● **Problem statement**:
Rewrite only the lines from the line with "Someone claims the hanging" up to and including the line with "[388,218,450,381]", keeping every line, and lower each bounding-box coordinate by 50.

[Detection annotation records]
:::::
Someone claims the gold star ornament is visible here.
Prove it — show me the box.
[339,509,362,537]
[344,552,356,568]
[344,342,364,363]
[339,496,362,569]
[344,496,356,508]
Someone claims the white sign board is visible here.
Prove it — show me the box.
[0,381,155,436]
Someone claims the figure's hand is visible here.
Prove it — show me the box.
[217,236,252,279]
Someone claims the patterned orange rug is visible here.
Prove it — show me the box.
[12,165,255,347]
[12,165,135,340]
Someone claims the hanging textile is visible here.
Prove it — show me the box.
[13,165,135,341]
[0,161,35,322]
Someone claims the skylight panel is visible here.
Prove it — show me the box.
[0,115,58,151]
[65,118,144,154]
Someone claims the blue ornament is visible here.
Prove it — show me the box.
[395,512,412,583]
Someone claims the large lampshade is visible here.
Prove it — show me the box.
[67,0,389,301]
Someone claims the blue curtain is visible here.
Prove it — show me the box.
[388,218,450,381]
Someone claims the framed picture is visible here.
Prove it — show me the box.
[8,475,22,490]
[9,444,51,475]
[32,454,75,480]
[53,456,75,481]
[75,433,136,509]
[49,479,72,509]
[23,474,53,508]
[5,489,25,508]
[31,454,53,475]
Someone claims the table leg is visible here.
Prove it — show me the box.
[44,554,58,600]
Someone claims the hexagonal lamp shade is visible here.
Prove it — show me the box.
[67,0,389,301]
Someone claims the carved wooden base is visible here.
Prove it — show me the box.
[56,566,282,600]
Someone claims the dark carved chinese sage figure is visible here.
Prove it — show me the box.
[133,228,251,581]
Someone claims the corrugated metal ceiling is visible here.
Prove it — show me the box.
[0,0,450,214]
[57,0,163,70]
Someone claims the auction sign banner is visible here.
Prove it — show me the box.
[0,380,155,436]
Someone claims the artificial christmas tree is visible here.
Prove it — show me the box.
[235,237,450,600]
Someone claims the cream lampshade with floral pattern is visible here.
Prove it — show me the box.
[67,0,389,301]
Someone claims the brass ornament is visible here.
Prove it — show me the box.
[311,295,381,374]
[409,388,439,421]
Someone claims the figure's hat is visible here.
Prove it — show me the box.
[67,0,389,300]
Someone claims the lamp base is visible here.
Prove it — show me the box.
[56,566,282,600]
:::::
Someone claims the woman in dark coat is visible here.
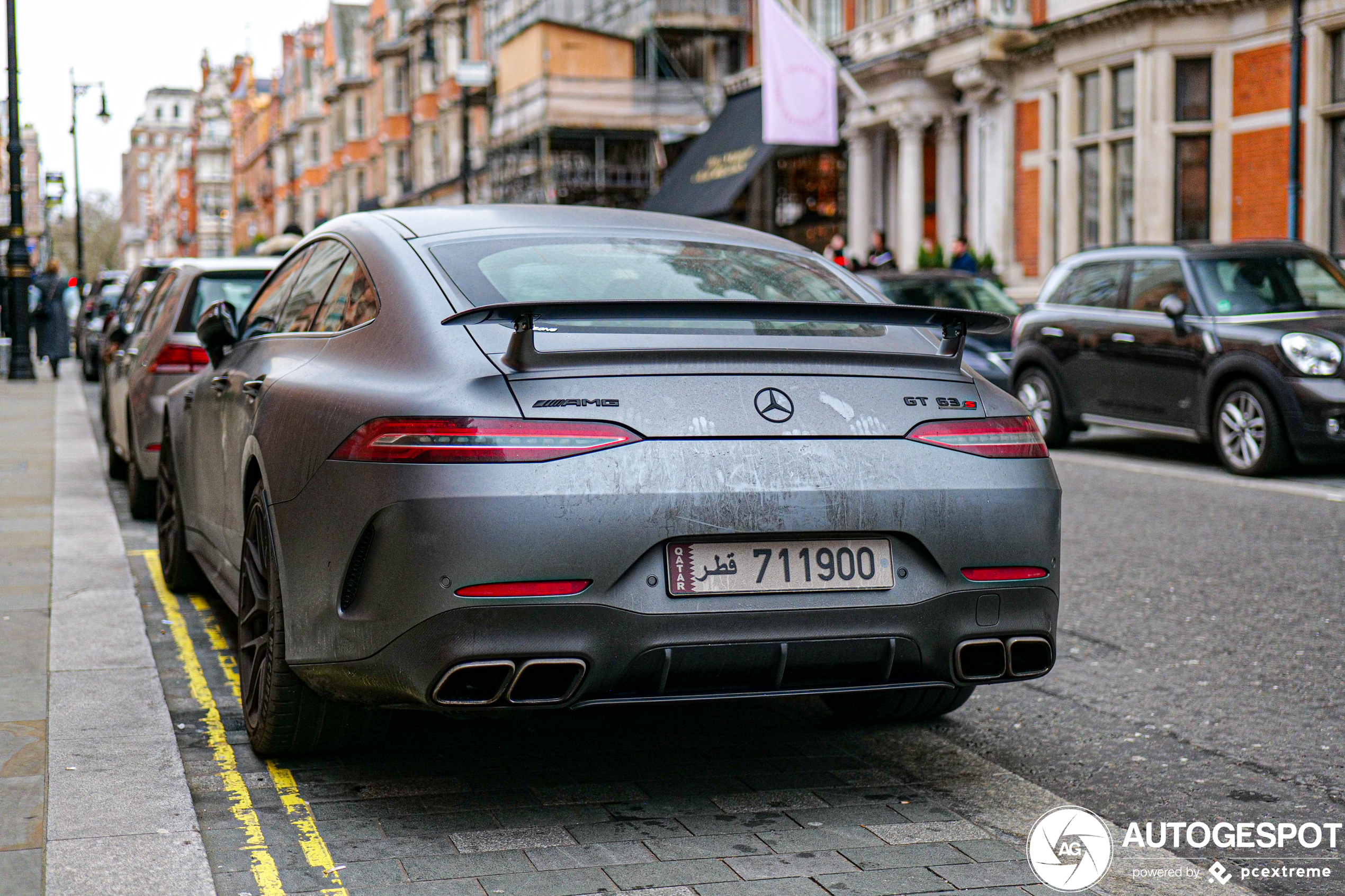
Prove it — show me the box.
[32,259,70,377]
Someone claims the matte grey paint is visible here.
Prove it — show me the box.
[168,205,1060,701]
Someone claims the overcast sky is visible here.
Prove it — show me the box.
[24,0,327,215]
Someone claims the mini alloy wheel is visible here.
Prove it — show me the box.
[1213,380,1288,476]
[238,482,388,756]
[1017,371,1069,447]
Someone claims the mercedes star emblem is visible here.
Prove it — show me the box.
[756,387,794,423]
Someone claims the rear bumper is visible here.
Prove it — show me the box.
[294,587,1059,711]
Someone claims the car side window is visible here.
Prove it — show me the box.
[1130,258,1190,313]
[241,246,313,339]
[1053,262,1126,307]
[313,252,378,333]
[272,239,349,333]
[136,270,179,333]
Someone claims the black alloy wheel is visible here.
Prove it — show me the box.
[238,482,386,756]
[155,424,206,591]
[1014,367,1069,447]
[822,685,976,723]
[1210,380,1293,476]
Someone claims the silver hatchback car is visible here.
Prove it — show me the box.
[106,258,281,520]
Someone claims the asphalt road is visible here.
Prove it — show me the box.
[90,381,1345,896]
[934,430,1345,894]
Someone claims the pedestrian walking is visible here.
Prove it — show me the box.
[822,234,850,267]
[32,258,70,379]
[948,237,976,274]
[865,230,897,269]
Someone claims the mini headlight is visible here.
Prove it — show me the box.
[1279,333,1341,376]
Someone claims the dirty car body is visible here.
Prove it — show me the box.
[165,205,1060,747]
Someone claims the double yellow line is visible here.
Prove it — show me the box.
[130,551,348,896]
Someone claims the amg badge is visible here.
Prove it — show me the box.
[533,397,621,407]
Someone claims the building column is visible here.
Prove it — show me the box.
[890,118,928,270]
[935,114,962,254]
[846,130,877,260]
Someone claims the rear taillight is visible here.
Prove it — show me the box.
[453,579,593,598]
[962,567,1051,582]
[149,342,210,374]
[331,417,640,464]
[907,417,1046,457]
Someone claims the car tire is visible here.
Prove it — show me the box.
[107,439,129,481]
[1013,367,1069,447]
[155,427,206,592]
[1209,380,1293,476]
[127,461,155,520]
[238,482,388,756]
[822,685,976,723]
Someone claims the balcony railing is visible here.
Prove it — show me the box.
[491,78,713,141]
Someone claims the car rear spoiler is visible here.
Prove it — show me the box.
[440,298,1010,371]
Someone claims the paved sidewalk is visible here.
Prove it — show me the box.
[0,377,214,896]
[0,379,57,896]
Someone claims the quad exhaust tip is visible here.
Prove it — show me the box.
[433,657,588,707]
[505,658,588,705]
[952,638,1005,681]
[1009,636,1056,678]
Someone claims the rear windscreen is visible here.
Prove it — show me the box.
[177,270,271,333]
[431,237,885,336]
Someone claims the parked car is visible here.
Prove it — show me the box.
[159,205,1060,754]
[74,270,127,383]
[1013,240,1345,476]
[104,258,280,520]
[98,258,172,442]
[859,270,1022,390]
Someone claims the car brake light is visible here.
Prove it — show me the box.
:::::
● **Answer to this exercise**:
Someone claims the hanging textile is visible here.
Prove it — show me the box.
[-37,115,85,291]
[-50,111,-15,272]
Someone claims the skylight panel is visible here.
Prove it — show me the box.
[-50,65,8,101]
[15,68,94,104]
Someone claims the blue ornament is visible here.
Prove it — show me the box.
[345,462,362,533]
Someone claims the large lampshade is visible here.
Prove it — show me the box.
[17,-50,339,251]
Someone claims the blue curtain is visible here.
Prove it — show me the box.
[338,168,400,331]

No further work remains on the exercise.